▶ **Extract provided**:
## START

They say now is a bad time to do an upgrade given the situation with prices and stock. But having spent dozens of hours reading reviews and analytics and found 5800X at a quite reasonable price, I decided to go for it. 

 

The main reason was that I fly quite a lot of dynamic campaigns (like DCS Liberation and DCE) which are notoriously heavy on CPU and my 7700K did not fare too well in those. It was very noticeable when putting mission on pause - the FPS grew dramatically which was a prime indication that CPU is a bottleneck. The other reason was that I didn't win a silicon lottery with Kaby Lake and while it did run initially at 4,9GHz, the temps were high and the crystal eventually degraded to the point where it was barely holding 4,8 if I didn't stress it with all core workout. 

 

Methodology

Methodology is a far fetched word in this case. My goal was to see what kind of improvement would I get with this upgrade. So this is not a comparison of stock to stock. I've spent about a day fine-tuning 5800X to get more juice out of it - same what I did with 7700K. The end-result is a bit of a WIP and the system is still to go though a thorough stability test. 

 

The memory and video card are the same and running with same configuration. Current RAM is not optimal for Zen 3, but I haven't got the new one yet. The drivers and DCS version are same as well. So we're comparing apples to apples in this case. Additionally there are some Cinebench and MSFS comparisons for a bit more perspective. 

 

The mission used for DCS testing is supposed to load the CPU. It has quite a few units and I'm using my VR graphics settings for both 2D and VR test.

## END

▶ **Data excerpts**:
## START

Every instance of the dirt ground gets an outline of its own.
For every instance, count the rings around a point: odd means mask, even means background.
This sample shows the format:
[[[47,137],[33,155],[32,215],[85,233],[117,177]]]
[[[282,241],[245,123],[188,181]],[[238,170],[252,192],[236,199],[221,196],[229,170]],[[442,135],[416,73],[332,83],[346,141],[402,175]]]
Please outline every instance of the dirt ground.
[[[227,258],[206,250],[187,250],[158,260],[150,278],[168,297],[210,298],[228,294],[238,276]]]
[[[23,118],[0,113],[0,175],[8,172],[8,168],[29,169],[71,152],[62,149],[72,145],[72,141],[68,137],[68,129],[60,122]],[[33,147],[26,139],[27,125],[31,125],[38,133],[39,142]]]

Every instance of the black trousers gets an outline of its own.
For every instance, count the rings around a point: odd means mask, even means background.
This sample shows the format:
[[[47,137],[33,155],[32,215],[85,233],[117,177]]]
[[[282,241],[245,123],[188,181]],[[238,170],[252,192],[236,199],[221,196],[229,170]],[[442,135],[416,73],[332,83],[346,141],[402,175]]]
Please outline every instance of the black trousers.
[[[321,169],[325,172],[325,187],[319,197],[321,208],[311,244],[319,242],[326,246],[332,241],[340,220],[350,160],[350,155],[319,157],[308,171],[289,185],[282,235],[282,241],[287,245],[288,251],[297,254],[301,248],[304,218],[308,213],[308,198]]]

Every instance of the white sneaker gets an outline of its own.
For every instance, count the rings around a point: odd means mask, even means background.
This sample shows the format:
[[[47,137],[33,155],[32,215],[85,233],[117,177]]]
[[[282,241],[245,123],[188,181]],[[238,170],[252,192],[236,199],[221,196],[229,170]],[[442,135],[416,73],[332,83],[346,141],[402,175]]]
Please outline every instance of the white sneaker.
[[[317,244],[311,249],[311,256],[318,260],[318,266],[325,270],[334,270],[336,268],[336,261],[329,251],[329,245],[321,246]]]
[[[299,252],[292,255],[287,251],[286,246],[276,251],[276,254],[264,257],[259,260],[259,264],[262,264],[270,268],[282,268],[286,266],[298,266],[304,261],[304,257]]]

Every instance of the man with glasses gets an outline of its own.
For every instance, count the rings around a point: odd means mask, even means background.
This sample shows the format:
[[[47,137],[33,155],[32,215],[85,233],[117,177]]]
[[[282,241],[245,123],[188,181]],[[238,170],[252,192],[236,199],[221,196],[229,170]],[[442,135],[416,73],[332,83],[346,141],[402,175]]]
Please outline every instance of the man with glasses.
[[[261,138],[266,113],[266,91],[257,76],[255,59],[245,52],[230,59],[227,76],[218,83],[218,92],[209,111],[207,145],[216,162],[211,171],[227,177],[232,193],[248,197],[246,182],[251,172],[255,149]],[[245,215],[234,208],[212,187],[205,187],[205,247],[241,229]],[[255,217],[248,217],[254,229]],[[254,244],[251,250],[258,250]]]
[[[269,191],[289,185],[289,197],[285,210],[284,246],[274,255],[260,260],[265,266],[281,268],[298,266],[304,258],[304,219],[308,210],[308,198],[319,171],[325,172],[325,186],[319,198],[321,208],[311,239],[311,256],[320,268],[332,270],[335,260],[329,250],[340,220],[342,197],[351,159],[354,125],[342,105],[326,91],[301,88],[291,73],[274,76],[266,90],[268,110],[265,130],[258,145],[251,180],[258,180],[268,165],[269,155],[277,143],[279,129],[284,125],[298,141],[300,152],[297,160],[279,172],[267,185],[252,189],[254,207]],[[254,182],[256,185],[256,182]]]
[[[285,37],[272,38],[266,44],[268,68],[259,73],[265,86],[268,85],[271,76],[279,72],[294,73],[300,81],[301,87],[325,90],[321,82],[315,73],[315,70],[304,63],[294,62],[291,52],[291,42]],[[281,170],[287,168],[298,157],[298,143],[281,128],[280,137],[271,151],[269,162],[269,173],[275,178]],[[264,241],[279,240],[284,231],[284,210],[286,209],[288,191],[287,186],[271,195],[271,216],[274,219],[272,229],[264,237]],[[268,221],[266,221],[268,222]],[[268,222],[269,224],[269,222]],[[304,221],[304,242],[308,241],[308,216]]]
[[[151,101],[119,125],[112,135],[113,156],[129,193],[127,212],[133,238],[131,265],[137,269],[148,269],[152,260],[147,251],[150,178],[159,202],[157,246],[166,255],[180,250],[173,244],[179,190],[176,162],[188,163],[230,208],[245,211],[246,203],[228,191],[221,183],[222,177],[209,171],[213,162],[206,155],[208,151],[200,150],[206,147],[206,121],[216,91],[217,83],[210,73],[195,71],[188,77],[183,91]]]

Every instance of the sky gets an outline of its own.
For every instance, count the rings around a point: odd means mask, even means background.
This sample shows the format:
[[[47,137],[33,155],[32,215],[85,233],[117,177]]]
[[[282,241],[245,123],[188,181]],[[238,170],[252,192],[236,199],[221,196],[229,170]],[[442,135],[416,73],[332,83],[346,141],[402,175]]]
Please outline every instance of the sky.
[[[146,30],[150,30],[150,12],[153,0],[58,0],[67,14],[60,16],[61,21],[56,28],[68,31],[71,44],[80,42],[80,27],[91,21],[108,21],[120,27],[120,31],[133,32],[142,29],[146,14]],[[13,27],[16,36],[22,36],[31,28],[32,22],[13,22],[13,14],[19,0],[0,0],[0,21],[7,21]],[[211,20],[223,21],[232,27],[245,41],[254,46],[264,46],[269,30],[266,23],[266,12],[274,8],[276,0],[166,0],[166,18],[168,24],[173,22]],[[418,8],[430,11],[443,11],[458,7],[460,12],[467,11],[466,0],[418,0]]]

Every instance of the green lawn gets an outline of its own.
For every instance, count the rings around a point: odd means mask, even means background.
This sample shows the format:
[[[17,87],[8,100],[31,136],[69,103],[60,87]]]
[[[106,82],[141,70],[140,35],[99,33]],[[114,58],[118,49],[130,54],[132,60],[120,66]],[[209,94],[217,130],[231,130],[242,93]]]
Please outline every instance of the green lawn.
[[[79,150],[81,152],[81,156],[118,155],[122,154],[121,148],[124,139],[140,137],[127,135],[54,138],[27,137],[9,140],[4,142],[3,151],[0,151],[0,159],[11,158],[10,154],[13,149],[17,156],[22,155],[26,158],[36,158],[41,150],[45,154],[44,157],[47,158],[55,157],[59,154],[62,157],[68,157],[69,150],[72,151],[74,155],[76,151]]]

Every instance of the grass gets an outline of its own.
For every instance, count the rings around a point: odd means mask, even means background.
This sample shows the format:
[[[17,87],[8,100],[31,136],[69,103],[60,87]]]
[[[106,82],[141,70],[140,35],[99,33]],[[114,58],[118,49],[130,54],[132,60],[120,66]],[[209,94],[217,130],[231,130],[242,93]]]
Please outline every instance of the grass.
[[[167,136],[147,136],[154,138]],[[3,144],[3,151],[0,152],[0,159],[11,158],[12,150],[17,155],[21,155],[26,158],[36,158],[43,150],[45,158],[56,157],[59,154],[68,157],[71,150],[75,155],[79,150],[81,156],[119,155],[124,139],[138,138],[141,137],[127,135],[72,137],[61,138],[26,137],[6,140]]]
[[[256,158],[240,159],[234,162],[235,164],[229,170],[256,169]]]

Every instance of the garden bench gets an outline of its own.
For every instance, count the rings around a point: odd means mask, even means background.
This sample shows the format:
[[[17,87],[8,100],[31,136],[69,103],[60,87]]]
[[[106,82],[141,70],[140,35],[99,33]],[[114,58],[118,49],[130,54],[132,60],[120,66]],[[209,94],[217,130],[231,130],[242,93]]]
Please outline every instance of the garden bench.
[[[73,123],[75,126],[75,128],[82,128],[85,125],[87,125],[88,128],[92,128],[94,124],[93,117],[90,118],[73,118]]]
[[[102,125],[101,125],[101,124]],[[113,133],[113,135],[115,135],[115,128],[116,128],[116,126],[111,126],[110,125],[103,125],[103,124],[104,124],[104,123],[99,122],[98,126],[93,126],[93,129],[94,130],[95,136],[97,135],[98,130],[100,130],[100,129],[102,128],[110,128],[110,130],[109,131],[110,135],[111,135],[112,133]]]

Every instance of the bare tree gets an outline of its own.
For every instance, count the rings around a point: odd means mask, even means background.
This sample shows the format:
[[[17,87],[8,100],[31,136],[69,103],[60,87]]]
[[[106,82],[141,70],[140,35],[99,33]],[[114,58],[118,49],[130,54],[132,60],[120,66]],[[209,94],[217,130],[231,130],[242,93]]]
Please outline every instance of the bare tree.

## END
## START

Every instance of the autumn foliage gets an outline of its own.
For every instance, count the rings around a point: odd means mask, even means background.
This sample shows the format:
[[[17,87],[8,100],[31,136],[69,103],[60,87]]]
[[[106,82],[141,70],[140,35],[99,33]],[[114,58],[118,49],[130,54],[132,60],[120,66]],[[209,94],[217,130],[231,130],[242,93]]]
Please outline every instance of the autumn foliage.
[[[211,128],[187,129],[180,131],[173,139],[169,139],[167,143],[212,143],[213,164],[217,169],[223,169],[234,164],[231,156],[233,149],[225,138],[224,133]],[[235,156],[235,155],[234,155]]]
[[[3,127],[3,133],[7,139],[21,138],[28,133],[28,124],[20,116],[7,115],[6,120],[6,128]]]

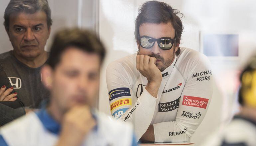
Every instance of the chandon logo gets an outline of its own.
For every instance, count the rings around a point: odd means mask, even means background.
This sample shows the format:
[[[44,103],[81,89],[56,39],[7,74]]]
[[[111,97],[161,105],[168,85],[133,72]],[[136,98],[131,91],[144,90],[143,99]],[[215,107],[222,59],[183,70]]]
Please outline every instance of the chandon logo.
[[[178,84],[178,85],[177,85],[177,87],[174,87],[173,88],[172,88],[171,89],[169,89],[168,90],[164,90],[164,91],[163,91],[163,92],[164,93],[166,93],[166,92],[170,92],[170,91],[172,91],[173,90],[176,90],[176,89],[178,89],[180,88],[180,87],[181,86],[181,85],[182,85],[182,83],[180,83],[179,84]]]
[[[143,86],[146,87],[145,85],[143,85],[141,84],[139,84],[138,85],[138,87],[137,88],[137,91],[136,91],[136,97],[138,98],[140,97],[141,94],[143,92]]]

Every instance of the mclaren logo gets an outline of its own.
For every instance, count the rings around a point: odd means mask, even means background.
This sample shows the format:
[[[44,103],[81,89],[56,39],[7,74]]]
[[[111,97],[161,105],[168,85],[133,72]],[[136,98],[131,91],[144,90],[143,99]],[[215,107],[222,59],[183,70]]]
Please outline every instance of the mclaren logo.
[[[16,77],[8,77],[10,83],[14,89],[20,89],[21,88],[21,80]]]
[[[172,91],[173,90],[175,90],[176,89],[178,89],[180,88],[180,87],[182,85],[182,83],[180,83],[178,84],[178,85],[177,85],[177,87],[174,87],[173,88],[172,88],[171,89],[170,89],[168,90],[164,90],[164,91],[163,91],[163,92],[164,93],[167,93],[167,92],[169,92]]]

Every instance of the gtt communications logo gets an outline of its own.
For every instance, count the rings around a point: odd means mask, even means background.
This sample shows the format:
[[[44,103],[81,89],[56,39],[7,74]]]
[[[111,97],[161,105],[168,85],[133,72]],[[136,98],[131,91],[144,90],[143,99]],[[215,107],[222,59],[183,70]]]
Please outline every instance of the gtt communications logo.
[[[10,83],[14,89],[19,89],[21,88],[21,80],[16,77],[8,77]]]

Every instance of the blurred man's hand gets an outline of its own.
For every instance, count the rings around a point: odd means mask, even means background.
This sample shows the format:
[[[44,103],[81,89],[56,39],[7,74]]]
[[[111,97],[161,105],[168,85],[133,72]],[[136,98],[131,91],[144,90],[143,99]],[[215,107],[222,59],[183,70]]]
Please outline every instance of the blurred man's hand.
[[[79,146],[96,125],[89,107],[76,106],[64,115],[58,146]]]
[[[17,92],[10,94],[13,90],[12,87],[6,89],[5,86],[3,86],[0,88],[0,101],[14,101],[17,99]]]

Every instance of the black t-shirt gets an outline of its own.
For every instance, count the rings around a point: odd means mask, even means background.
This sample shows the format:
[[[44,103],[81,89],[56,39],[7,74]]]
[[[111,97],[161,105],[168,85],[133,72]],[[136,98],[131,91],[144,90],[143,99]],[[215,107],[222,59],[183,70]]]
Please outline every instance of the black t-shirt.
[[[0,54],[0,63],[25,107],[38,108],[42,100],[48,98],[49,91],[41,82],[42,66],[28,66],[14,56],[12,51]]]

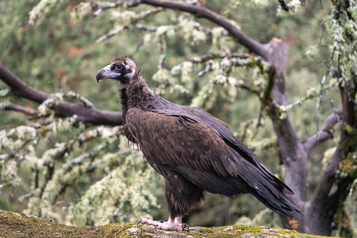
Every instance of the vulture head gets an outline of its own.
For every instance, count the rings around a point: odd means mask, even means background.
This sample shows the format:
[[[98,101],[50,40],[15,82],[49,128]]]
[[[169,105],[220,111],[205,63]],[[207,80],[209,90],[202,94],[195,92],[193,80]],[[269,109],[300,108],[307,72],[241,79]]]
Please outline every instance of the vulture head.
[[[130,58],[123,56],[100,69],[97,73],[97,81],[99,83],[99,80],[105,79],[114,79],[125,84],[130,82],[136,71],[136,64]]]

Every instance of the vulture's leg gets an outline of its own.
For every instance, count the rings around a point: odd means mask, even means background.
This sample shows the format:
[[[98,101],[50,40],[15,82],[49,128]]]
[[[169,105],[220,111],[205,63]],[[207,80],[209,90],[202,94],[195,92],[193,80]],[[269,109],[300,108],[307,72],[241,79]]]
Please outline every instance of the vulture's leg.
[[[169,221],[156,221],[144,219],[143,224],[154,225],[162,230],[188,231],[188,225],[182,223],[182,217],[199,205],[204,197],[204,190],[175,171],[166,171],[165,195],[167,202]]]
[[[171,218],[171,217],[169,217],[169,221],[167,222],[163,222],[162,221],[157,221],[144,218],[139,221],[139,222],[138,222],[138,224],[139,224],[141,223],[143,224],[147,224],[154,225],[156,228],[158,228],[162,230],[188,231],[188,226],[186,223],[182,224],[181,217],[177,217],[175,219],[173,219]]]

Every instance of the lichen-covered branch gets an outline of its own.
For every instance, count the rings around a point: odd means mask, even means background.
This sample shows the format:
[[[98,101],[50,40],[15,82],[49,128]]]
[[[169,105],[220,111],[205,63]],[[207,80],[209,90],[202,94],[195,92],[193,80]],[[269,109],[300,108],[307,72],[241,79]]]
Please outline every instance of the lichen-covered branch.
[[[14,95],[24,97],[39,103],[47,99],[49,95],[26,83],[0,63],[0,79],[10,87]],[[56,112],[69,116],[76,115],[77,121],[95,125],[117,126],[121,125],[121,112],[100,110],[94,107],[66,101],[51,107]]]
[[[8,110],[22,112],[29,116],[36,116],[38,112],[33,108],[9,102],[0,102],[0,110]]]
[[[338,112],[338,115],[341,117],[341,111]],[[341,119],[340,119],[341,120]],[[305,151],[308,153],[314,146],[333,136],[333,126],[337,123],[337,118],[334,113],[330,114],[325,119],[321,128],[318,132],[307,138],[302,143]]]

## END
## START

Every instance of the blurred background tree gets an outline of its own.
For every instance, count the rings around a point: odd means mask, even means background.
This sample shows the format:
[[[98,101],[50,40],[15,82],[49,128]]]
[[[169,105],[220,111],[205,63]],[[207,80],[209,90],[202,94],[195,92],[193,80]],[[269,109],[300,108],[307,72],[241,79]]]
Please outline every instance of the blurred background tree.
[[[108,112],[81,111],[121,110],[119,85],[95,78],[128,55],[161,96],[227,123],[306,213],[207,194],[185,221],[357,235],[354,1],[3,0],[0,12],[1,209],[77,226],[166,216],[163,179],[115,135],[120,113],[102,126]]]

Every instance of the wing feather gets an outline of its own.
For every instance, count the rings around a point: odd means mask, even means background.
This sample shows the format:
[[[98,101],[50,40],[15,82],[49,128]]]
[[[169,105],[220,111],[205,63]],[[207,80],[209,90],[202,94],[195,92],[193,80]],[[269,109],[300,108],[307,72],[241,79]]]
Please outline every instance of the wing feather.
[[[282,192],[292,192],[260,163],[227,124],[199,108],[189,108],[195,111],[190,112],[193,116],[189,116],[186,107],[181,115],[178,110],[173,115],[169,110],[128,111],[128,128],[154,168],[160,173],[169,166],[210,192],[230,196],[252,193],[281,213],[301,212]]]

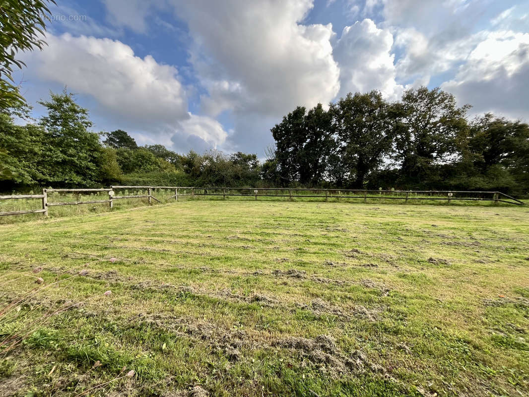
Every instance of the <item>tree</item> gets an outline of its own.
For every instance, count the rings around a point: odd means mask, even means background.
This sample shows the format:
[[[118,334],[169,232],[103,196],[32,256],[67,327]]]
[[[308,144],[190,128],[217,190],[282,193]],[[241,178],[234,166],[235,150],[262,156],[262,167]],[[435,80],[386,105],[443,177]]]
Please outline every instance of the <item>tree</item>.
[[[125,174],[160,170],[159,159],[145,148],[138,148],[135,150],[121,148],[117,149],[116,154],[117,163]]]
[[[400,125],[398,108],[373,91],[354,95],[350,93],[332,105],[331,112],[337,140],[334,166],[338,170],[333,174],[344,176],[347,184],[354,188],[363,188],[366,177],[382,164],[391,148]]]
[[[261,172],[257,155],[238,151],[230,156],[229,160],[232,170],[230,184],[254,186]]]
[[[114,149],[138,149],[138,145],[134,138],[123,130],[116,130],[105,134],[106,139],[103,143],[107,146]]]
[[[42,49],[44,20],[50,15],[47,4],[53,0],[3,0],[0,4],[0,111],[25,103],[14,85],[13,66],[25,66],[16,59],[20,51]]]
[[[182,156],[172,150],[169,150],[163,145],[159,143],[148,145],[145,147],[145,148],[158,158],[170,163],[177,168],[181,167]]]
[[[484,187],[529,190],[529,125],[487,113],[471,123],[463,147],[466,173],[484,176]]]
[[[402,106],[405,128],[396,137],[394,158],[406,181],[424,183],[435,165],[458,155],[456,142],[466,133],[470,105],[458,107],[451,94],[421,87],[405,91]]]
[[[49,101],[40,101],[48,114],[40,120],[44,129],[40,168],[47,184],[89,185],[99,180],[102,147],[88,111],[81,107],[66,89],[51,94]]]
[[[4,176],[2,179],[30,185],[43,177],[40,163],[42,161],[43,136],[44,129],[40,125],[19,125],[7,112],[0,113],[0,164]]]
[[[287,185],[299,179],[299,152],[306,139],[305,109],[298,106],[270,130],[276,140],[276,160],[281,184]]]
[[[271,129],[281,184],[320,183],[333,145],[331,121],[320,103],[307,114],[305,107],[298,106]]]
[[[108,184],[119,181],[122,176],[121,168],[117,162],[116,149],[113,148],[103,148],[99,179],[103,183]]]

## END

▶ **Written exercise A**:
Which two dynamic campaigns does the CPU upgrade write-up name as heavy on the CPU?
▶ **Written exercise B**:
Continue the CPU upgrade write-up past its last sentence.

▶ **Task answer A**:
DCS Liberation and DCE.

▶ **Task answer B**:
2D stats are captured using MSI afterburner. 3D via FCAT.

 

Results

- "Shut up already and show me the graphs!" - Sure.

 

Starting off with Cinebench R20 to check the generational leaps. Zen 3 is much faster in single core than 7700K. With added overclocking and undervolting, the results are pretty good. 

CB_R20.PNG

 

 

DCS in 2D follows and we can see a healthy increase across the board, considering I only changed CPU and motherboard. You get almost 15 extra FPS just by having a better CPU. For the reference: when the track is paused, the FPS goes to 120+ so we're definitely CPU bound here.

 

DCS_2D.PNG

 

DCS VR shows slightly different picture. You see virtually no difference in either frametime or unconstrained FPS. However, this is expected because FCAT gets those from the video card. Given that it's the same RTX 2070S, no big wonder they are nearly identical. The Delivered FPS is what you see in game, however. And here we get a healthy ~30% increase. What's more important - the subjective smoothness in DCE missions has notably improved. What was barely playable is now quite OK. Not perfect, but totally flyable. 

 

DCS_VR.PNG

 

Finally an example from the other side - MSFS. This just validates findings in DCS with the FPS improvement across the board. Though the gains may not be so great compared to DCS.

 

MSFS.PNG

 

Conclusion

I am quite happy with this upgrade. I've been planning it since December 2020 and there were always issues either with stock or price or just waiting for something better (hello, Rocket Late!) to come by. The outcome was well in line with my expectations. I'll need to spend a bit more time tuning 5800X and wait for the faster RAM to be delivered - which should help with the performance even more. 

 

Thank you for taking your time to read this.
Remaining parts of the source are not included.